[RECORDS TO PROCESS Boundary: Start]

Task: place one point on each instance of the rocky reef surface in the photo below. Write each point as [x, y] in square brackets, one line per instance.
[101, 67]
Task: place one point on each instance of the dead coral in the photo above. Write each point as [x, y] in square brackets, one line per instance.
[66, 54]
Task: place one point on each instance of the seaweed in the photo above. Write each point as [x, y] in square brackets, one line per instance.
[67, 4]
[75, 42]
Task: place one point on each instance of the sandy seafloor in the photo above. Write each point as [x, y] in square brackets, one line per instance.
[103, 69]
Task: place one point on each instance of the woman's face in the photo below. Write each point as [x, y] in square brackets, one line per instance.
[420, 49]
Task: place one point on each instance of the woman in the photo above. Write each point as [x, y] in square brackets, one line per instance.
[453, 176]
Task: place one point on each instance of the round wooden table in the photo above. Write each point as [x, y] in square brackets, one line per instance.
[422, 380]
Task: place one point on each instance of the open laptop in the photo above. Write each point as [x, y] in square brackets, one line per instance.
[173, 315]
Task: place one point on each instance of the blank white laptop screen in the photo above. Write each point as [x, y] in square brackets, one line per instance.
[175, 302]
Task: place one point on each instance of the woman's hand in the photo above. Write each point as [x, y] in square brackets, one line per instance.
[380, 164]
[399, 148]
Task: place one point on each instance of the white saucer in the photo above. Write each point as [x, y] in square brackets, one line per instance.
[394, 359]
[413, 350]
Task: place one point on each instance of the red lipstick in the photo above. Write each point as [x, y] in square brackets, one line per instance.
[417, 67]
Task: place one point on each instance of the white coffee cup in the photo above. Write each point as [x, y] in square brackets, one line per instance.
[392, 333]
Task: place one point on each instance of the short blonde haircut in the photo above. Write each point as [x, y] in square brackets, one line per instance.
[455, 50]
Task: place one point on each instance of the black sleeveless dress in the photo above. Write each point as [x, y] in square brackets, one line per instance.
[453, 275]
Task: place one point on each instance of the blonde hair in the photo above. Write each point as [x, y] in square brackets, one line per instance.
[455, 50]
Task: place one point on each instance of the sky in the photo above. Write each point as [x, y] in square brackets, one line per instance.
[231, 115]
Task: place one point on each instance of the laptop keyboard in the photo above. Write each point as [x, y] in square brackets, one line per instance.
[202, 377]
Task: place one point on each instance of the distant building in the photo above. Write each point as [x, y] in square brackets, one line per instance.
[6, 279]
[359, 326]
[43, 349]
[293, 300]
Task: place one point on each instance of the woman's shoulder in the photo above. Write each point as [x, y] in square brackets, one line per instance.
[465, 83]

[RECORDS TO PROCESS Boundary: End]

INSTRUCTIONS TO FOLLOW:
Repeat the lines above with every word intact.

RESULT OF THE TASK:
Task: place one point on each instance of the rocky reef surface in the photo below. Write each point as [x, y] in square brackets, one line per instance.
[101, 67]
Task: place one point on each instance of the dead coral in the photo above. Write each point as [x, y] in square brackets, one line per instance.
[66, 54]
Task: place one point on each instance of the seaweed in the photo above. Write each point as [x, y] in square brackets, one line per instance.
[67, 4]
[75, 42]
Task: place one point on each instance of the sandy seafloor in the photo above. Write each point as [x, y] in square brackets, one line per instance.
[103, 69]
Task: place one point on each instance of the woman's face in the photo below. Write each point as [x, y] in square brackets, one line per instance.
[420, 49]
Task: place one point on each instance of the woman in the photo above. Write each point as [x, y] in square brackets, one line per instance.
[453, 176]
Task: place one point on each instance of the round wooden table in the photo above. Write each point as [x, y] in square brackets, one line per instance.
[422, 380]
Task: place one point on each instance of the open laptop in the photo above. Write each point as [x, y] in square brackets, one line per instance.
[173, 315]
Task: place one point on each instance of the blank white laptop screen in the photo above. Write each point as [x, y] in square brackets, one line per instance.
[175, 302]
Task: place one point on each instance of the woman's hand in the photo above. Write each point as [x, y] in square brackets, one line per instance.
[380, 164]
[399, 148]
Task: place one point on each instance of the white saucer in the photo above. Write each point as [x, y] in square brackets, one line per instance.
[394, 359]
[413, 350]
Task: place one point on each instance of the red lipstick in the photo above. Write each point as [x, y] in square brackets, one line per instance.
[417, 67]
Task: place one point on each instance of the white coffee cup in the photo above. Write each point as [x, y] in square brackets, one line per instance.
[392, 333]
Task: place one point on each instance of the short blonde haircut in the photo above. Write each point as [x, y] in square brackets, one line per instance.
[455, 50]
Task: place one point on each instance of the black sleeveless dress in the photo above. Write each point as [x, y] in square brackets, one line per instance.
[453, 275]
Task: place one point on each instance of the blonde hair in the photo above. Write each point as [x, y] in square brackets, one line per instance.
[455, 50]
Task: place one point on each instance of the sky in the photo above. Write each point as [x, y] in square brackets, one line per instance.
[231, 115]
Task: place one point on each instance of the laptop keyboard in the photo above. Write each point as [x, y] in square brackets, one line per instance.
[202, 377]
Task: place one point on each instance of the distant building in the photo above. Write each point as [x, y] in square brackets, one line per instance.
[6, 279]
[359, 326]
[43, 349]
[293, 300]
Task: place one point on each instance of the woman's shoulder in the photo above. Write each point as [x, y] in square brackets, one line per instance.
[465, 83]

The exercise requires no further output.